*Set tasks:*
1 - According to the forum thread below, what did a #1 converted to 460wby sell for on GB?
2 - Find every line in the rows below that contains the word "JSON", treating uppercase and lowercase as different, and copy each of those lines.

*Selected passage:*
——————

Project Goal: Ruger No1 in 460WBY for Speer AGS Tungsten Solids

A #1 converted to 460wby just sold on GB for $2800. The #1 in Lott (tropical) have gone for $1400-$2000 recently.

Purely financial perspective, if you can have the work done for less than $700, you lose nothing in terms of value (Depending what you into this rifle). Quite possibly, doing the conversion can actually increase the value.

It can be done, and if it's what you want to do, go for it. There was a gentleman named Avi (?) On youtube that had a few #1s in the heavy hitters. Good videos to watch first.
 
A #1 converted to 460wby just sold on GB for $2800. The #1 in Lott (tropical) have gone for $1400-$2000 recently.

Purely financial perspective, if you can have the work done for less than $700, you lose nothing in terms of value (Depending what you into this rifle). Quite possibly, doing the conversion can actually increase the value.

It can be done, and if it's what you want to do, go for it. There was a gentleman named Avi (?) On youtube that had a few #1s in the heavy hitters. Good videos to watch first.

1tufgun I think.

——————

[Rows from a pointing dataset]

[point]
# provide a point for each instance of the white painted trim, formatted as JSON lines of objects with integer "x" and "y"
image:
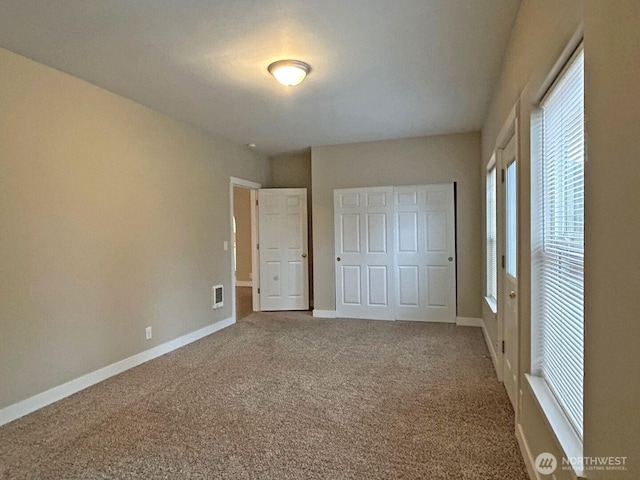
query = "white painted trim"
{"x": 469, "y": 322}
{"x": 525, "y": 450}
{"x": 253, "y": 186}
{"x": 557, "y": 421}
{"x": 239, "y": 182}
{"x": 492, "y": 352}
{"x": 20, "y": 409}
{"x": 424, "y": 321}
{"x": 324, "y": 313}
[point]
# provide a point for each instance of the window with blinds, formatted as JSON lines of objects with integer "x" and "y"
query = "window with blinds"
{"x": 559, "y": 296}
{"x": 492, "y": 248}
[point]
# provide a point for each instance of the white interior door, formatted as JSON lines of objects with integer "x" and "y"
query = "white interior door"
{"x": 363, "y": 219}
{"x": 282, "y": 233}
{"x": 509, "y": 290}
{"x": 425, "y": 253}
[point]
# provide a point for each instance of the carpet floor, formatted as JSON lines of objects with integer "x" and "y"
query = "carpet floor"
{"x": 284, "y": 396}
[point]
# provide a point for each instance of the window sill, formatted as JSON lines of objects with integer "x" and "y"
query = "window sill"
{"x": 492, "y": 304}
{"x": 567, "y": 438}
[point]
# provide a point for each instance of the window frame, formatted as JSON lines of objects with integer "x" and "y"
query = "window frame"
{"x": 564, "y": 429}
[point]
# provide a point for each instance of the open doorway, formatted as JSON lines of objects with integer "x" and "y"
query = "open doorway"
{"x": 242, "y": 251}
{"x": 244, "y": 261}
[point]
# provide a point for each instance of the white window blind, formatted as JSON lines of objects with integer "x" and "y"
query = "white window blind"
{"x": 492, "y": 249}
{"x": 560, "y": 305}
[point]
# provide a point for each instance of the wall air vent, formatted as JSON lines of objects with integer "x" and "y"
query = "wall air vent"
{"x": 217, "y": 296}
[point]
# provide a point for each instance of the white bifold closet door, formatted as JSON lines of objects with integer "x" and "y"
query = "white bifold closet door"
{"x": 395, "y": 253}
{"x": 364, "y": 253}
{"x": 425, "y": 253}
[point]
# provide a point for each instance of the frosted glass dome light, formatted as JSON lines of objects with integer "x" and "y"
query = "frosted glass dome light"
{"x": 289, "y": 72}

——————

*The responses:*
1 - $2800

2 -
# provide a point for each instance of the white painted trim, formatted as JSON lines of objects with integer "x" and "y"
# provide a point for each instance of the window with blinds, formatted as JSON lines of objects with integer "x" and "y"
# provide a point for each instance of the white interior door, formatted as JSON lines of objects with integer "x" and "y"
# provide a point for each instance of the carpet floor, formatted as JSON lines of objects with integer "x" and "y"
# provide a point for each instance of the window sill, formatted as JSON lines of objects with integer "x" and "y"
# provide a point for each instance of the window frame, formatted as JSON lines of objects with integer "x" and "y"
# provide a point for each instance of the open doorway, formatted as JSON lines of objects with integer "x" and "y"
# provide a point for each instance of the white window blind, formatted as JSON lines of objects with integer "x" and "y"
# provide a point for each instance of the wall air vent, formatted as JSON lines of objects with integer "x" and "y"
# provide a point for each instance of the white bifold closet door, formatted as JSON lines of objects with integer "x" and "y"
# provide a point for each instance of the frosted glass dome light, formatted as JSON lines of objects with integer "x" and "y"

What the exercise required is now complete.